** START OF Records for the task **
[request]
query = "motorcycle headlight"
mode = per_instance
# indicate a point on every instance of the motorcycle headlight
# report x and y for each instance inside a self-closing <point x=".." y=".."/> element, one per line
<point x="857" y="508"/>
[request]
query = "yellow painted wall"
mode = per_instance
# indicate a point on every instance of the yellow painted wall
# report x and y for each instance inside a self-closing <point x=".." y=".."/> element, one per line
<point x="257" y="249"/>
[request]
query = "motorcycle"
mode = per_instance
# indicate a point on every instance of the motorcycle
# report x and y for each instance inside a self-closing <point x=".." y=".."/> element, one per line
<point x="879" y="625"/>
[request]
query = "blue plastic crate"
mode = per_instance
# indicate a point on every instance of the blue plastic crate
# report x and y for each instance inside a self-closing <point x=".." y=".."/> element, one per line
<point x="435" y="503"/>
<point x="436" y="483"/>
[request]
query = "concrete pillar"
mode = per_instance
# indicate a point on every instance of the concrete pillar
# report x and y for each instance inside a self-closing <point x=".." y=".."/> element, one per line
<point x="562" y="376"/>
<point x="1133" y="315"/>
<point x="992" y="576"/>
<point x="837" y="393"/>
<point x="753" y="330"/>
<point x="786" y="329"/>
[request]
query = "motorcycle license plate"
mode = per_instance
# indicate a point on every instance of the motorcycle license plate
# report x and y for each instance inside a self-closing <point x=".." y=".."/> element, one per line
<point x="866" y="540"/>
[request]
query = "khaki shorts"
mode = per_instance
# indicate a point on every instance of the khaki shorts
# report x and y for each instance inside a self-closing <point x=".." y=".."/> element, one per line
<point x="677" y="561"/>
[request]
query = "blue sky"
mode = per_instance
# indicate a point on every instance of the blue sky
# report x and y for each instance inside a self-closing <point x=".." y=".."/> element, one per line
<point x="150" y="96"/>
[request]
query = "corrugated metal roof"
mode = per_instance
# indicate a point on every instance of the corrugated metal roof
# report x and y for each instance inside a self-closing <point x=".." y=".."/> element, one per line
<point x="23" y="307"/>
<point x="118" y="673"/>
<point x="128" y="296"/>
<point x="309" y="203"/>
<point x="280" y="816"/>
** END OF Records for the task **
Everything in the listing above should be restated exactly.

[request]
query = "motorcycle headlight"
mode = per_instance
# indicate a point on every instance of the motorcycle headlight
# report x and y for each instance inside a self-closing <point x=".." y=".."/> element, one per line
<point x="857" y="508"/>
[request]
query = "yellow painted wall"
mode = per_instance
# indicate a point on every instance of the yellow painted wall
# report x and y for each instance inside a self-closing <point x=".." y=".."/> element, one per line
<point x="257" y="249"/>
[request]
query = "motorcycle"
mode = per_instance
# indicate a point on every instance of the motorcycle
# report x and y for each instance inside a self-closing <point x=".." y=".."/> element, one per line
<point x="879" y="625"/>
[request]
query = "blue plastic crate"
mode = per_instance
# indicate a point on every instance of the blue plastic crate
# report x and y for each instance inside a self-closing <point x=".." y=".."/> element, one per line
<point x="435" y="503"/>
<point x="436" y="483"/>
[request]
query = "concrete pillar"
mode = per_instance
# indicate a point on every instance of the concrete pillar
# report x and y for each instance inside a self-closing <point x=".." y=".."/> element, one per line
<point x="562" y="376"/>
<point x="1133" y="315"/>
<point x="992" y="576"/>
<point x="837" y="393"/>
<point x="753" y="330"/>
<point x="786" y="329"/>
[request]
query = "motorcycle license plate"
mode = per_instance
# indicate a point on every instance of the motorcycle license plate
# report x and y for each instance inside a self-closing <point x=".." y=".."/> element, one per line
<point x="866" y="540"/>
[request]
query = "khaki shorts"
mode = per_instance
# indicate a point on every instance of the khaki shorts
# report x and y for each instance inside a self-closing <point x=".." y=".."/> element, one per line
<point x="677" y="561"/>
[request]
query = "blue sky"
mode = per_instance
# indicate a point on every instance of the blue sky
# report x and y for each instance inside a self-closing <point x=".." y=".."/> element, one per line
<point x="150" y="96"/>
[request]
query = "corrugated metal roof"
mode = per_instance
# indicate a point on every instance of the corrugated metal roof
# report x and y for each instance inside a self-closing <point x=".." y=".."/> element, one per line
<point x="23" y="307"/>
<point x="118" y="673"/>
<point x="128" y="296"/>
<point x="309" y="203"/>
<point x="280" y="816"/>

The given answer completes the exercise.